#### Task list
1 > Do these statements agree with the thread on solving exponential equations? For each, answer yes or no and quote the deciding words of the thread exactly. (a) The reply advises expressing all the exponentials in the same base. (b) The person asking says they already know the right method. (c) The second reply works through the first problem as another example.
2 > In the thread on solving exponential equations, rewrite the stretch from "Just some hard" through "Hello, GoodLuckMe!" with "indices" changed to "exponent".

Just some hard indices problems I need help with, I have no idea how to go about these:
find n:
(1/4)^n=8
(125/8)^n=25/4
(81/16)^n=32/243
81^2n-1=27^3n+1
16^2-n = (1/4)n+1
thanks, as I can't seem to find the right method
Hello, GoodLuckMe!
The procedure is:
. . Express all exponential in the same base.
. . Equate exponents.
. . Solve for $\displaystyle n.$
I'll do the last one.
$\displaystyle 16^{2-n} \:=\: \left(\frac{1}{4}\right)^{n+1}$
We note that: .$\displaystyle 16 = 2^4\,\text{ and }\,4=2^2$
So we have: .$\displaystyle \left(2^4\right)^{2-n} \;=\;\left(\frac{1}{2^2}\right)^{n+1} $
. . . . . . . . . .$\displaystyle 2^{4(2-n)} \;=\;\left(2^{-2}\right)^{n+1} $
. . . . . . . . . . .$\displaystyle 2^{8=4n} \;=\;2^{-2n-2}$
. . . Then: . . $\displaystyle 8-4n \;=\;-2n - 2$
. . . . . . . . . . . $\displaystyle -2n \;=\;-10$
. . . . . . . . . . . . . $\displaystyle n \;=\;5$
I'll do the first one (another example)
$\displaystyle (\frac{1}{4})^n=8$
Note that $\displaystyle (\frac{1}{4})^n = 4^{-n} $
So... $\displaystyle 4^{-n} = 8 $
Make the bases the same:
$\displaystyle 2^{2*-n} = 2^{3*1} $
$\displaystyle 2^{-2n} = 2^3 $
Now cancel
$\displaystyle -2n = 3 $
$\displaystyle n= \frac{-3}{2} $

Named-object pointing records
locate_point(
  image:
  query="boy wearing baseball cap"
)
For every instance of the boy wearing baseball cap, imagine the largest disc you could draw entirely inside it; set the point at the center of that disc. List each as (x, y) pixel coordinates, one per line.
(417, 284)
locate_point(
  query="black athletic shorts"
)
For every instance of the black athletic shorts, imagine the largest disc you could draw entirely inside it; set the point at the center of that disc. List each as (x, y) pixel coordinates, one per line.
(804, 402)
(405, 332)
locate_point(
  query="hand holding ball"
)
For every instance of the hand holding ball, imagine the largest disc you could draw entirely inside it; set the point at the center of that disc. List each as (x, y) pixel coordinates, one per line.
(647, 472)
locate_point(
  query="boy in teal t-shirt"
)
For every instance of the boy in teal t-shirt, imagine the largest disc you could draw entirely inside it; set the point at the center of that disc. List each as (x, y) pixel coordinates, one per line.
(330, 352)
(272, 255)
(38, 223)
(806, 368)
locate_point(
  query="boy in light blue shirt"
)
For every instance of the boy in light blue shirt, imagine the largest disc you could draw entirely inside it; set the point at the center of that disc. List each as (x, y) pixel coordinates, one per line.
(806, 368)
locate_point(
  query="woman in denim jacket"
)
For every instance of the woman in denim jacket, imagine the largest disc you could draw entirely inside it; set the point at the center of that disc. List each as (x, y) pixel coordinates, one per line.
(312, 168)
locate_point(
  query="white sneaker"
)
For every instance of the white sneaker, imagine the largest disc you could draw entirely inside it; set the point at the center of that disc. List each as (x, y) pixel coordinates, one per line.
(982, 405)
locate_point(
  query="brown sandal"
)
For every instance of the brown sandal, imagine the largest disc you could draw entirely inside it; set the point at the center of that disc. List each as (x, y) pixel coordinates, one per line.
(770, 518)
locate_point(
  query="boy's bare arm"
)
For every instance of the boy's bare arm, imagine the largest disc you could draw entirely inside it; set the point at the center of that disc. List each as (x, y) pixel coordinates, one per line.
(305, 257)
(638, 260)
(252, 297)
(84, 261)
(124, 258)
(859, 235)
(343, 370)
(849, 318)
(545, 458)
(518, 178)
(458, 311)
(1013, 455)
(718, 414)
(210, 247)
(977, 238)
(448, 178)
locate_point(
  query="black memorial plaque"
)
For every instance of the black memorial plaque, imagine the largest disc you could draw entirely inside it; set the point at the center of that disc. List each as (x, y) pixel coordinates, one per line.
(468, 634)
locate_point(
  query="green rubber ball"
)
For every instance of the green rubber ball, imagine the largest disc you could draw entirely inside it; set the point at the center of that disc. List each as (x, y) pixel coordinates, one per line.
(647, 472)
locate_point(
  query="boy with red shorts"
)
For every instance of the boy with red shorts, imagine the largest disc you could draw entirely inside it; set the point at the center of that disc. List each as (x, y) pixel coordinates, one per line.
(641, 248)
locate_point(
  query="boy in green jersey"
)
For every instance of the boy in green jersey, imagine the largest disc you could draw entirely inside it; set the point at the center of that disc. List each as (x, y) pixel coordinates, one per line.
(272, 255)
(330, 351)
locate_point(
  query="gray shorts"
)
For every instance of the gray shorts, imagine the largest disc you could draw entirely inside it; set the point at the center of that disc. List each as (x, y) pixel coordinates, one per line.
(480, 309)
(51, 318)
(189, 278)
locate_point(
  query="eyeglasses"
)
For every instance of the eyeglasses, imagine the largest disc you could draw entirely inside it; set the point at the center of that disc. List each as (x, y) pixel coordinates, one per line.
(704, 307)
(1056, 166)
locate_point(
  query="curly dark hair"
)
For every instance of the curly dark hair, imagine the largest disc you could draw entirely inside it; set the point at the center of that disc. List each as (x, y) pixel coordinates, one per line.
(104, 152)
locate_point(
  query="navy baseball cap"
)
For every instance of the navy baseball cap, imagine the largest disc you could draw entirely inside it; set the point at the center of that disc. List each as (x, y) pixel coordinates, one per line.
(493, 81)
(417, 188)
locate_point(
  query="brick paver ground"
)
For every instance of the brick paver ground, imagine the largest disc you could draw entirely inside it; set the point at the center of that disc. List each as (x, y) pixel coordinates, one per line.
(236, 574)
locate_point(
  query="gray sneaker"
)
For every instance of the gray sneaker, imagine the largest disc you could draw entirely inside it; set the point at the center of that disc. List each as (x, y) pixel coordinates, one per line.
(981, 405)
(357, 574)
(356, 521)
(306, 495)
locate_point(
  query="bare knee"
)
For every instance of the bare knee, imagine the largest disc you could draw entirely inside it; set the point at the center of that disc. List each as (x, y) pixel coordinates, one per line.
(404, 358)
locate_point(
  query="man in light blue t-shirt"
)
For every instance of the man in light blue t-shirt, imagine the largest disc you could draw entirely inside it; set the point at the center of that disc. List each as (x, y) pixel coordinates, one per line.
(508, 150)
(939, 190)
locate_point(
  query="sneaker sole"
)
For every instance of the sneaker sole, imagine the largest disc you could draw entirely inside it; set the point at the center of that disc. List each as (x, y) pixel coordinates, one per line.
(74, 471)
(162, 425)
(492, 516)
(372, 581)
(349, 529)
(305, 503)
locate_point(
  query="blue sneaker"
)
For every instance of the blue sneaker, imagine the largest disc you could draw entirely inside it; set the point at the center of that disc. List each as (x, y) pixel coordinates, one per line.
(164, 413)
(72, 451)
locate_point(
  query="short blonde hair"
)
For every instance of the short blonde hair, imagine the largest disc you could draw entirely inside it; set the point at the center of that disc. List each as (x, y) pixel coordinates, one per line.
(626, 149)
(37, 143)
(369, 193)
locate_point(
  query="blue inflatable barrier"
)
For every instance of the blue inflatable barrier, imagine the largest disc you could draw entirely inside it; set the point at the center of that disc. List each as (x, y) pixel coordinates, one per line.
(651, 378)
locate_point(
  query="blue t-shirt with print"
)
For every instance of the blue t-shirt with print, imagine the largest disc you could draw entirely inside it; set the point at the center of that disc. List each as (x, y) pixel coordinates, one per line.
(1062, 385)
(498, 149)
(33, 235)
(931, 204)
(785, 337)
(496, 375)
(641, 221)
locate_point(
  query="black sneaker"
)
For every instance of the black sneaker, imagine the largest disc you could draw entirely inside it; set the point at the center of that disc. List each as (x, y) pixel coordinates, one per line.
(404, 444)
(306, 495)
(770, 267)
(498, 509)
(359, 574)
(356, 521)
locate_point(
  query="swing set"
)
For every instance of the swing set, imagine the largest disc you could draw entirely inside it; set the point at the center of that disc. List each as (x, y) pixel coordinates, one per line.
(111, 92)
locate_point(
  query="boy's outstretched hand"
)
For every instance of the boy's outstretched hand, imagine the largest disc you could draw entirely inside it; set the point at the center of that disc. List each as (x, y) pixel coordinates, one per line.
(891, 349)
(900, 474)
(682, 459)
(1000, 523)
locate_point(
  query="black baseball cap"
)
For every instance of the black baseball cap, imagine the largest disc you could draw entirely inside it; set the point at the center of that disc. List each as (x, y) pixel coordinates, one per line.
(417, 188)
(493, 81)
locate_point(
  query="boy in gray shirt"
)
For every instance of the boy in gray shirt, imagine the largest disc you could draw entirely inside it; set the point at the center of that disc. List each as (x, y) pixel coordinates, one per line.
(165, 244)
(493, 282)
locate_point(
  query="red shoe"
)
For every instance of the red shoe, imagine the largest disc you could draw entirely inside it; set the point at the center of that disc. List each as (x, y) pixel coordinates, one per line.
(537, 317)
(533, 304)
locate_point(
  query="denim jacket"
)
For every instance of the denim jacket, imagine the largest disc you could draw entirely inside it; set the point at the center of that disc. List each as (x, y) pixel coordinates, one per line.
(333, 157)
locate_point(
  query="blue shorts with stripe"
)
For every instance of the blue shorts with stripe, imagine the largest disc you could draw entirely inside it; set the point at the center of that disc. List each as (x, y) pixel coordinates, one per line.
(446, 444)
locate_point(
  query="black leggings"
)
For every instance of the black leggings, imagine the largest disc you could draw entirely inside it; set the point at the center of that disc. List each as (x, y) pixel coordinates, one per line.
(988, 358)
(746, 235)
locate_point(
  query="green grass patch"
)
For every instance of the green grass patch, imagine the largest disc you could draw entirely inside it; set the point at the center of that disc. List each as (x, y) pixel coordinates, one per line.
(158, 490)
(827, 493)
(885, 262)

#### Written answers
1 >
(a) Yes: "Express all exponential in the same base."
(b) No: "as I can't seem to find the right method"
(c) Yes: "I'll do the first one (another example)"

2 >
Just some hard exponent problems I need help with, I have no idea how to go about these:
find n:
(1/4)^n=8
(125/8)^n=25/4
(81/16)^n=32/243
81^2n-1=27^3n+1
16^2-n = (1/4)n+1
thanks, as I can't seem to find the right method
Hello, GoodLuckMe!